Testo fornito:
--------
Il colera. In realtà Leopardi sapeva bene che il colera a Napoli non era stato debellato affatto, ma in seguito ad un nuovo aggravarsi della salute di Giacomo, Antonio decide che è meglio far ritorno in città e barricarsi in casa. Siamo nel 1837, l’anno della morte del poeta di Recanati.
Il referto ufficiale parla di idropisia polmonare, (l’idropisia consiste nell’accumulo di liquidi nei tessuti interni. Non è una vera e propria malattia, ma un sintomo che accompagna altri problemi di salute, come le malattie dell’apparato circolatorio, è accumulo di liquidi nel peritoneo -la membrana che ricopre gli organi che si trovano a livello del torace), e di un’avvenuta sepoltura nella Chiesa di San Vitale a Fuorigrotta. Il corpo di Leopardi verrà poi spostato nel 1939 nel Parco Vergiliano, dove si ritiene sia oggi. Ma è davvero così? Molte ricerche ormai convergono sul no. Non solo Leopardi non sarebbe mai stato sepolto a San Vitale, ma le cause della sua morte andrebbero imputate al colera.
Tutto ruota intorno al tentativo del suo amico Antonio Ranieri di occultare la realtà degli avvenimenti, per fare in modo che non si ritenesse Giacomo potesse esser morto di colera. La mattina della sua morte fa piazzare una carrozza davanti all’abitazione, e la tiene lì tutto il giorno, per far ritenere a vicini e testimoni che i due amici fossero nuovamente in procinto di partire per un viaggio di piacere. Nel frattempo Leopardi era in casa a lottare tra la vita e la morte. Il dottore consultato per l’aggravarsi delle sue crisi respiratorie consigliò di chiamare immediatamente un prete per l’estrema unzione. Il prete arrivò, ma troppo tardi. Nella versione di Antonio, il prete arrivò in tempo per far accogliere l’anima di Giacomo al Signore, dopo che il medico aveva firmato un certificato che attestava la morte di Leopardi non fosse avvenuta per colera.
--------
Voci elencate:
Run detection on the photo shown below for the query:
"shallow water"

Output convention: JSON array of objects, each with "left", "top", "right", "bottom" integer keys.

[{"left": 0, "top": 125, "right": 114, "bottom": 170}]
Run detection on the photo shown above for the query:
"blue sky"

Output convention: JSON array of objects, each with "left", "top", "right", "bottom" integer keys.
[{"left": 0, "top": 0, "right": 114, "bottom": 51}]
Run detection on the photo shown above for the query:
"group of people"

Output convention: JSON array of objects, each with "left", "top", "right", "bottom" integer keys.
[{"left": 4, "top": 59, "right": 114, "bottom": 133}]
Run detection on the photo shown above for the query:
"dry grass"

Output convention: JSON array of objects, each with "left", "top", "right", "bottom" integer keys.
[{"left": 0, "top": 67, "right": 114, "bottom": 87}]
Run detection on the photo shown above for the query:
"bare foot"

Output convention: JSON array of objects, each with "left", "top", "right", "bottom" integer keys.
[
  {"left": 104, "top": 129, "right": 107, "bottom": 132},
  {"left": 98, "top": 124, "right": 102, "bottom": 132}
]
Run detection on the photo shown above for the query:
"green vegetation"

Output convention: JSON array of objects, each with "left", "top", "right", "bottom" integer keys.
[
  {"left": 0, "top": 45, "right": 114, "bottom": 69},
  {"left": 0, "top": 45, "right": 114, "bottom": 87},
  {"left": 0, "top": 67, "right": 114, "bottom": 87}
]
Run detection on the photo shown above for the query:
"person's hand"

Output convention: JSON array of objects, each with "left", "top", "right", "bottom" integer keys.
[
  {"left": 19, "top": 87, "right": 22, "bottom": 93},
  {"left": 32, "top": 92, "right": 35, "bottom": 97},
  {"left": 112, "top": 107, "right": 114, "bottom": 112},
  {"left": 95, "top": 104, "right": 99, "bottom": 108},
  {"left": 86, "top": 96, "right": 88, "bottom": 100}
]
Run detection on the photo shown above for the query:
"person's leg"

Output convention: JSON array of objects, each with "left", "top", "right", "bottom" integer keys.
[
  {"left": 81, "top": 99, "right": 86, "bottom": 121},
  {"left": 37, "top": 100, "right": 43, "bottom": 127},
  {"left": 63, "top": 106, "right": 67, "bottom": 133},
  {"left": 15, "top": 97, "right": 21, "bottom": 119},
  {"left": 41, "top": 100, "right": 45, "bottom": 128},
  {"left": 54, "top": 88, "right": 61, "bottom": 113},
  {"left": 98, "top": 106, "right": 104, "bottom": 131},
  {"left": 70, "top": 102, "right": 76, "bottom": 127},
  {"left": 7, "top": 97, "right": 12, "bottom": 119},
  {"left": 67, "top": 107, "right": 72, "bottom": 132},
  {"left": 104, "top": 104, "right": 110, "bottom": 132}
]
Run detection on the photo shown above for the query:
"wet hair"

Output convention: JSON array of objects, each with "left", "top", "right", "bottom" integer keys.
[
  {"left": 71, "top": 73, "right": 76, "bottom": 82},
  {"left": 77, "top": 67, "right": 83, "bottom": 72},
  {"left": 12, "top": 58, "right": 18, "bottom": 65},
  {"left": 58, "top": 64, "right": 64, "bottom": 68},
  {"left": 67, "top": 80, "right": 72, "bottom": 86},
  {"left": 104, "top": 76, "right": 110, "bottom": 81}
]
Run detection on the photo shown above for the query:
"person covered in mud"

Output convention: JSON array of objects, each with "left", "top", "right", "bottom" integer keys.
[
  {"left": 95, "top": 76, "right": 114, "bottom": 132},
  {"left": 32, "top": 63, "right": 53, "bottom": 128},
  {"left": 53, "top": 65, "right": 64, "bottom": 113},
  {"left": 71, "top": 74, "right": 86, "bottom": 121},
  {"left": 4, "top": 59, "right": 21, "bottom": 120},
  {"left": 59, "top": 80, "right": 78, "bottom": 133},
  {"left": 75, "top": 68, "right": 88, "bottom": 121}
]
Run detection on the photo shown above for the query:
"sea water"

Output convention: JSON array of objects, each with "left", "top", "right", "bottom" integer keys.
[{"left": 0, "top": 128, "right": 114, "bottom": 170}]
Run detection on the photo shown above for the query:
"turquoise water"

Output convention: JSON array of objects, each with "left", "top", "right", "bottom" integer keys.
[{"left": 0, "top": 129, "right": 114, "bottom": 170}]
--------
Cosa fare:
(1) Ricopia senza modifiche il passo del testo sulla morte di Leopardi che comincia con le parole "Il colera. In" e termina dopo "poeta di Recanati.".
(2) Secondo il referto ufficiale citato nel testo sulla morte di Leopardi, in quale chiesa sarebbe avvenuta la sepoltura?
(3) Prosegui il testo sulla morte di Leopardi dopo la sua ultima frase.

Risposte per compito:
(1)
Il colera. In realtà Leopardi sapeva bene che il colera a Napoli non era stato debellato affatto, ma in seguito ad un nuovo aggravarsi della salute di Giacomo, Antonio decide che è meglio far ritorno in città e barricarsi in casa. Siamo nel 1837, l’anno della morte del poeta di Recanati.

(2) Nella Chiesa di San Vitale a Fuorigrotta.

(3)
Le prove della menzogna di Ranieri?
Nel 1900 fu disposta la riesumazione. Nella tomba di Leopardi a San Vitale, furono ritrovati solo due femori, un mucchietto d’ossa minori consunte, e basta. Mancavano il teschio e la colonna vertebrale, guarda caso le uniche ossa che avrebbero potuto dimostrare con assoluta certezza che quel corpo non apparteneva a Giacomo, perchè il teschio del suo sostituto poteva essere confrontato con il calco mortuario di Giacomo, e trovare in poche ore chi avesse due gobbe era decisamente difficile. Persino i due femori dimostravano non si trattava di lui: troppo lunghi per la sua altezza. Nonostante questo le sue spoglie furono trasferite in pompa magna nel 1939 nel Parco Vergiliano, come se nulla fosse. A questo si aggiunga che recentemente, nel registro della Chiesa SS. Annunziata a Fonseca di Napoli si dice a chiare lettere che Leopardi giace nel Cimitero delle Fontanelle (fosse comuni). Nel 2004 è stato chiesto un confronto tra le ossa ritenute del Leopardi ed i discendenti del suo ceppo familiare: negato.
Insomma, un vero e proprio caso all’italiana, fitto di misteri, silenzi, carte false, testimoni compiacenti. Il direttore d’orchestra di questa sinfonia di falsificazioni fu Antonio Ranieri, l’amico di Giacomo. Perché volle cancellare la parola colera dalla morte del poeta? Non si sa. Di certo nutriva una morbosa gelosia nei confronti dell’amico di Recanati, tale da fargli avere in odio le sue passeggiate solitarie, inspiegabili a suo modo di vedere, specie quando Leopardi incrociava altri suoi amici letterati e con essi si intratteneva.
L’ostinazione con cui raccontò la morte di Leopardi a Napoli in tutt’altra maniera rispetto al vero storico potrebbe essere un tentativo di associarsi indelebilmente alla figura artistica di Giacomo, o di evitare la sepoltura nelle fosse comuni, per onorare l’amico in maniera più consona alla sua statura letteraria. Non lo sapremo mai. Ma in entrambi i casi, sembra proprio una scelta sbagliata.